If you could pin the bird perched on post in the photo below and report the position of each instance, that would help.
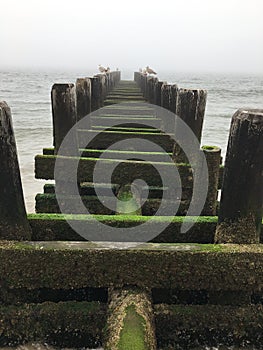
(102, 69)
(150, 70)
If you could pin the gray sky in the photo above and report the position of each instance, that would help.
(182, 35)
===
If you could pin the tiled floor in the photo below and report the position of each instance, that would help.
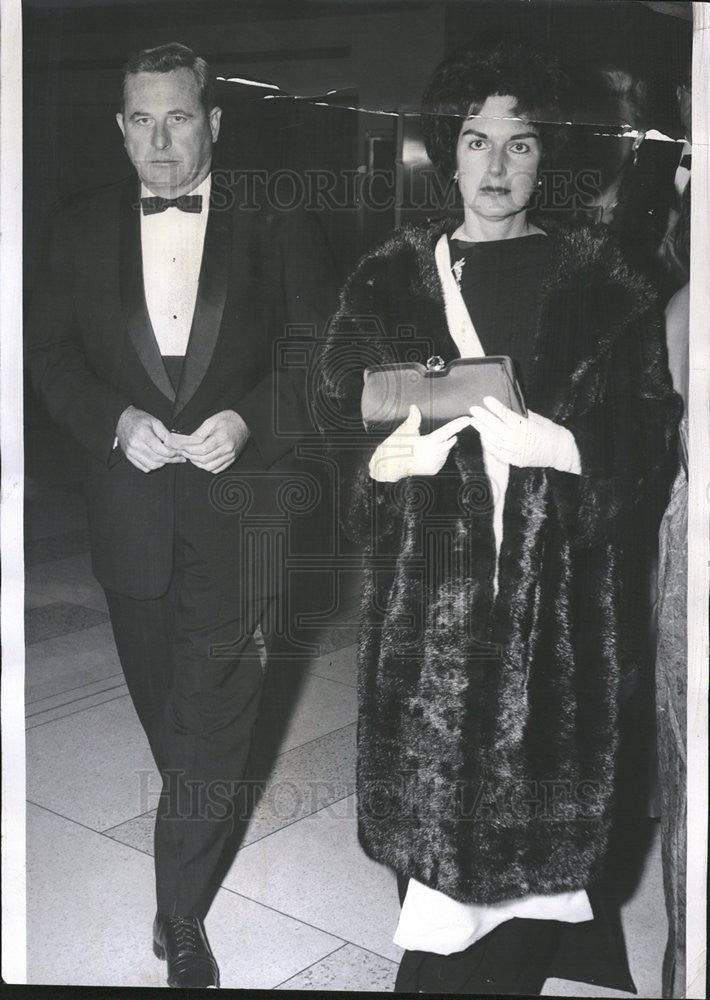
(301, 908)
===
Given instruction
Gather each row above that contains the word "instance" and reproduce those rows verbatim.

Exercise output
If you could pin the bird perched on post in the photo below and report the position of each instance, that would help.
If you could pin the gray sky in the photo above and report the position of each instance, that would help.
If you could pin the tiled floor in the photo below and report the position of each instance, that would help.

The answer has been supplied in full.